Kurze Aufgabe A
Beantworte zum Text über die Mitarbeit an einer Inszenierung diese drei Fragen:
(i) Als was sitzt die erzählende Person laut Text nicht im Probenraum, und als was stattdessen?
(ii) Worüber wurde 2025 laut Text viel geredet?
(iii) Zu wie viel Prozent kann die erzählende Person in den geschilderten Situationen inhaltlich nur dahinterstehen?

Gegebener Text
····················
„Die Inszenierung überzeugt mich nicht“
Was, wenn man in einer Produktion mitarbeitet, aber die Umsetzung gefällt einem nicht wirklich? Wie bringt man sich ein, wie distanziert man sich? Nadine Hochstrassers Gedanken dazu.
Es gibt einen Moment, der in manchen Projekten früher oder später kommt: Ich sitze im Probenraum, höre zu, schaue zu – und plötzlich rebelliert etwas in mir. Eine Aussage holpert, ein Gag ist mittelmässig, ein Satz, der nicht kritisiert, sondern reproduziert, oder eine Szene gefällt mir schlicht und einfach nicht. Dann höre ich mich schon sagen: „Entschuldigung, de Teil findi schwierig …“
Nur blöd, dass ich da nicht als Regisseurin sitze, sondern als Angestellte. Also offiziell da, um mitzuspielen. Engagiert, gebucht, bezahlt – um zu tun, nicht unbedingt, um Entscheidungen zu treffen. Und da beginnt mein Dilemma.
2025 redeten wir ja viel über Partizipation, Konsens, Co-Kreation und gemeinsame Entscheidungsprozesse. Und ja: An den meisten Orten, an denen ich arbeite, ist das gelebter Alltag. Es ist erwünscht, dass man den Mund aufmacht, wenn etwas nicht stimmt. Ja, das ist manchmal streng, führt zu längeren Sitzungen und erfordert natürlich auch Kompromisse. Aber alle sind mit Herzblut dabei, alle sind Teil des Ganzen.
Dann gibt es die anderen Situationen.
Die Momente, in denen ich etwas anspreche und auf ein manchmal höfliches, manchmal genervtes «Danke, aber nein» stosse. Und dann beginnt der Teil, den ich hinterfrage: Wenn ich inhaltlich nur zu 80 % dahinterstehen kann, die Umsetzung mir grundsätzlich gefällt, mich jetzt aber auch nicht total aus den Socken haut, verändert sich etwas in mir. Mein Enthusiasmus schrumpft, kaum sichtbar, aber für mich deutlich spürbar.
····················
Eingabezeilen

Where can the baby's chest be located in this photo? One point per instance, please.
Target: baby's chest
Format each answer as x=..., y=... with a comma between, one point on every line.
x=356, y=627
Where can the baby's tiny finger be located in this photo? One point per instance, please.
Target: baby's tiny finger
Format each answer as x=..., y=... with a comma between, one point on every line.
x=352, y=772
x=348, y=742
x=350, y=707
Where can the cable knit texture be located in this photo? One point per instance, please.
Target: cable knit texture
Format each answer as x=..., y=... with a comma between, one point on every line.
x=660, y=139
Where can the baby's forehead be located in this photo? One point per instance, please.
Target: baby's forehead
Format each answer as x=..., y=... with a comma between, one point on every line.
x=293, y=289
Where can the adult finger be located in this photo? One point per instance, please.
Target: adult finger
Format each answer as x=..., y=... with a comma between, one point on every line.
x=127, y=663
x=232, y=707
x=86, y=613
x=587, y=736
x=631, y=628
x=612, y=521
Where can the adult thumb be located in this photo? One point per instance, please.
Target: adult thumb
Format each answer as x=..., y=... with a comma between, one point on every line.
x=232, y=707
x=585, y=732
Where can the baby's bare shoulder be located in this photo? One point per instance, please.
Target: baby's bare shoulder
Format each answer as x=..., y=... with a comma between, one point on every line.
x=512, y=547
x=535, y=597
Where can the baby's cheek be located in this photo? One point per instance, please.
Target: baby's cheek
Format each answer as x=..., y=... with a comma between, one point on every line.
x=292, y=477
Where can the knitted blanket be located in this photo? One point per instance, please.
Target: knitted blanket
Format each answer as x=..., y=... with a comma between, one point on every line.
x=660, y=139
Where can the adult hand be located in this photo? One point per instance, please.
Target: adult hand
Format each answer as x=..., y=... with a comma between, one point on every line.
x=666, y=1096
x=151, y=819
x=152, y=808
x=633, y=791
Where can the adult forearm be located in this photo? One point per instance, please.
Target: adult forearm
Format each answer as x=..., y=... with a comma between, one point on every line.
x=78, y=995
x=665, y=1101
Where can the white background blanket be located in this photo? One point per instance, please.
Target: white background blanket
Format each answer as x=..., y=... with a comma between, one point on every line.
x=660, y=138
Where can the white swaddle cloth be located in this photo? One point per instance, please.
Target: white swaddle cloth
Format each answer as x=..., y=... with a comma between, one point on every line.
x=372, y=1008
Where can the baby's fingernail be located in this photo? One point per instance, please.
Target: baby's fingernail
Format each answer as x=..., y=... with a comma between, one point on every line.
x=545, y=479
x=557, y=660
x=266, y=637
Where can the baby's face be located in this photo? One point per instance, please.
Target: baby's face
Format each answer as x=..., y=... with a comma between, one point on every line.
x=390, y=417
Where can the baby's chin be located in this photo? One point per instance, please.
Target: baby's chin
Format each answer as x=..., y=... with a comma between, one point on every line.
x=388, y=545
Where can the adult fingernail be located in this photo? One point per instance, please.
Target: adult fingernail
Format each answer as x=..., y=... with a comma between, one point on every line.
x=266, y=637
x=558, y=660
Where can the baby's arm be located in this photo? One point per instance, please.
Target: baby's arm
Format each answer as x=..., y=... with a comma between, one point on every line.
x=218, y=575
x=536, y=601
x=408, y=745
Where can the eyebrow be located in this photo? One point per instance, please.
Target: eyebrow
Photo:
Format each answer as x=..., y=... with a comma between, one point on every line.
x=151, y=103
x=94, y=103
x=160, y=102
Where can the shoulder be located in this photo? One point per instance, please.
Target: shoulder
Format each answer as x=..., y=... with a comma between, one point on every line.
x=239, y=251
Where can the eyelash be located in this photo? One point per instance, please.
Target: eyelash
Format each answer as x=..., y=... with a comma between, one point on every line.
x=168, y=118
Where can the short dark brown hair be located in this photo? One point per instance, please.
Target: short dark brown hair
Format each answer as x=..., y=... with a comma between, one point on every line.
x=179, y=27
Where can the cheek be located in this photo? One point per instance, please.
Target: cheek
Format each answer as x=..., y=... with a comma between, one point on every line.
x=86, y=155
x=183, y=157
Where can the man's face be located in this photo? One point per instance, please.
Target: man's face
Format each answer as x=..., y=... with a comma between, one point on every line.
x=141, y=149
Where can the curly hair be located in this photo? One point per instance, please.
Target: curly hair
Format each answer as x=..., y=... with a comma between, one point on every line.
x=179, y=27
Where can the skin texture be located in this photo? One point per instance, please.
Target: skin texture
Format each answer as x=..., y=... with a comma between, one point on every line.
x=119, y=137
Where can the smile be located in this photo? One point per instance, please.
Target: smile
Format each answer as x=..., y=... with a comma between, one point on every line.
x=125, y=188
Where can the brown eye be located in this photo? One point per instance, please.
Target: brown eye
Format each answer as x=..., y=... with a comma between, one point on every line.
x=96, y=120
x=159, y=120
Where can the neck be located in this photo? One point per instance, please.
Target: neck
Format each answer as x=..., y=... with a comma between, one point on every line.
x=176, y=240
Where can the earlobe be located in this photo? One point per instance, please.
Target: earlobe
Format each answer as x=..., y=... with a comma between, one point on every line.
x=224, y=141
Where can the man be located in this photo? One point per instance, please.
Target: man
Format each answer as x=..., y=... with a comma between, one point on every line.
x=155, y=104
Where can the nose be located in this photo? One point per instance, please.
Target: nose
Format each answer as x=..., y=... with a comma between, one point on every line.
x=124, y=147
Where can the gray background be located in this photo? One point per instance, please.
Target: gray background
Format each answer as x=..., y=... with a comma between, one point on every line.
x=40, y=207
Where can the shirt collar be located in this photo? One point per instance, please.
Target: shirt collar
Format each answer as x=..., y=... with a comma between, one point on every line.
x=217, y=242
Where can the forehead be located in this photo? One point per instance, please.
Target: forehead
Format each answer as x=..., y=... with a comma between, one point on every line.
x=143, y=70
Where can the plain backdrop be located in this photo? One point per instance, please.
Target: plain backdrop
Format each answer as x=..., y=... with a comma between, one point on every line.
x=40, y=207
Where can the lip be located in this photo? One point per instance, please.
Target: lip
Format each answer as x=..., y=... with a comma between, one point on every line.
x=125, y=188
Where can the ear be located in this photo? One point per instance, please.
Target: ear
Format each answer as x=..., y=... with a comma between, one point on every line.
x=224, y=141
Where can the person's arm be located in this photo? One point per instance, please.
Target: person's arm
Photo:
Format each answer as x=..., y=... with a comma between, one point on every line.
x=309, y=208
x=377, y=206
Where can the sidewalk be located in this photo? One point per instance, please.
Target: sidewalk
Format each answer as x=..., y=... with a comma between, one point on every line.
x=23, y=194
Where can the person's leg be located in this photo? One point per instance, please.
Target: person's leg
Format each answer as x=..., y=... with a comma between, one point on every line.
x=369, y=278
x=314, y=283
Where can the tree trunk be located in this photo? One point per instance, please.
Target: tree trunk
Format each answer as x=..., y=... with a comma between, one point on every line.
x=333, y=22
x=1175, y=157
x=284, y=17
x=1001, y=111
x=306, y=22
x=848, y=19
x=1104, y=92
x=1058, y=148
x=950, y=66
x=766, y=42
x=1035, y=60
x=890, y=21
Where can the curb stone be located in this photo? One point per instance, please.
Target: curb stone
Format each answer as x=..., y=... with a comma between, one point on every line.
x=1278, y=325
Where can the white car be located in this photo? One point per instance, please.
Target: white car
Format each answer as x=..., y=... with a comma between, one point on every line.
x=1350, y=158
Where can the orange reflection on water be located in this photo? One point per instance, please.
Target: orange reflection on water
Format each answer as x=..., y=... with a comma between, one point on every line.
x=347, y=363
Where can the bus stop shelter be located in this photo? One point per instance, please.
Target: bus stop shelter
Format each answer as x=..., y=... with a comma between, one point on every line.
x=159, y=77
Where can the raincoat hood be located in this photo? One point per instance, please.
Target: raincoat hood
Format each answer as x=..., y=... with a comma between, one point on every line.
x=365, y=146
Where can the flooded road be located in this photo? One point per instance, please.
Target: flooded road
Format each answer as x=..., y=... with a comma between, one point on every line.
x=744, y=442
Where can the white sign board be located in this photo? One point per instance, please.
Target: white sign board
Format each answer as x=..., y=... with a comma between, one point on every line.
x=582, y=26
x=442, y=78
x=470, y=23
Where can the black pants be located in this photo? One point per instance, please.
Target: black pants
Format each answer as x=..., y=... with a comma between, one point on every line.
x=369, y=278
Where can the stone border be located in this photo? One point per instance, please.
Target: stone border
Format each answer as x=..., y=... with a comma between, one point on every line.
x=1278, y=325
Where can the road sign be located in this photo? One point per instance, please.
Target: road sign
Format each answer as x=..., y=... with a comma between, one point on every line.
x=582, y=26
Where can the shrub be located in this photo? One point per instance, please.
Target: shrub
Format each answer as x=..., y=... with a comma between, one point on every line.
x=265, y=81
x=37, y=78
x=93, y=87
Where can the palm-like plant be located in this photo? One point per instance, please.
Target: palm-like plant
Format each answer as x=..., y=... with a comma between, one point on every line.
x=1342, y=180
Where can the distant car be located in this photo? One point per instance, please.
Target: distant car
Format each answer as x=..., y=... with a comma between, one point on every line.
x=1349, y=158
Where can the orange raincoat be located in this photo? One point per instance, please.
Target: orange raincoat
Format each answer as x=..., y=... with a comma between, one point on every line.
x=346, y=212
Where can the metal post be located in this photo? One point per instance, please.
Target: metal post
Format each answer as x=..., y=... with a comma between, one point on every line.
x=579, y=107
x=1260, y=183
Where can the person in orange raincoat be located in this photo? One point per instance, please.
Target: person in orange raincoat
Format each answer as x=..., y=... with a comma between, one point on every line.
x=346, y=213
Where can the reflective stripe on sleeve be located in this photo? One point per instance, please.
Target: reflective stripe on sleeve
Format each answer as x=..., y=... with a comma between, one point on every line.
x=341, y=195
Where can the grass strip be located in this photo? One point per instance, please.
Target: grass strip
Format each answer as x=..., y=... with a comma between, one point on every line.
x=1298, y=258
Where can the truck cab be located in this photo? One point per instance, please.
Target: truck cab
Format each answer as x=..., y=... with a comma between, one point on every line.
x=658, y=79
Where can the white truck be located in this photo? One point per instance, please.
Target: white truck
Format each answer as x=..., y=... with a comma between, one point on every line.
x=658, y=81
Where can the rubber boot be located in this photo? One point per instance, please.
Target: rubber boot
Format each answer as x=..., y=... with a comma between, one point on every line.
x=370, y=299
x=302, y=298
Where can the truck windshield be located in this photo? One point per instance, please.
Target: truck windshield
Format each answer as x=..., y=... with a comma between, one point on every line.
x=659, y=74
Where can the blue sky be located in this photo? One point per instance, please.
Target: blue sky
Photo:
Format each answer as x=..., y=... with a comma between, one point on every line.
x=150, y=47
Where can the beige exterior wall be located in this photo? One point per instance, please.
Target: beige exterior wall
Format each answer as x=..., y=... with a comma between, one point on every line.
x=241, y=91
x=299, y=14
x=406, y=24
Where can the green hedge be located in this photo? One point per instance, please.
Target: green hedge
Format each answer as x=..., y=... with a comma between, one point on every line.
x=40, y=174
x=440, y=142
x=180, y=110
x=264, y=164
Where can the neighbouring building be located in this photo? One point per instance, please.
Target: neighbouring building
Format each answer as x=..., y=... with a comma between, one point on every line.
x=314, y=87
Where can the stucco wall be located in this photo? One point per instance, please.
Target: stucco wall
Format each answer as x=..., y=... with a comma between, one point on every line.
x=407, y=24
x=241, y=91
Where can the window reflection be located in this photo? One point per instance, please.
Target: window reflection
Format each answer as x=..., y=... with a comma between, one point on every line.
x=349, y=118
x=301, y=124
····················
Kurze Aufgabe B
Gib aus den Eingabezeilen alles von der Zeile mit „Where can the person's leg“ bis hinunter zur Zeile mit „x=890, y=21“ als JSON-Liste von Zeichenketten wieder, beide Zeilen eingeschlossen. Jede Zeile wird zu einer Zeichenkette, Leerzeilen entfallen.

Lösung A
(i) Nicht als Regisseurin, sondern als Angestellte.
(ii) Über Partizipation, Konsens, Co-Kreation und gemeinsame Entscheidungsprozesse.
(iii) Zu 80 %.

Lösung B
[
  "Where can the person's leg be located in this photo? One point per instance, please.",
  "Target: person's leg",
  "Format each answer as x=..., y=... with a comma between, one point on every line.",
  "x=369, y=278",
  "x=314, y=283",
  "Where can the tree trunk be located in this photo? One point per instance, please.",
  "Target: tree trunk",
  "Format each answer as x=..., y=... with a comma between, one point on every line.",
  "x=333, y=22",
  "x=1175, y=157",
  "x=284, y=17",
  "x=1001, y=111",
  "x=306, y=22",
  "x=848, y=19",
  "x=1104, y=92",
  "x=1058, y=148",
  "x=950, y=66",
  "x=766, y=42",
  "x=1035, y=60",
  "x=890, y=21"
]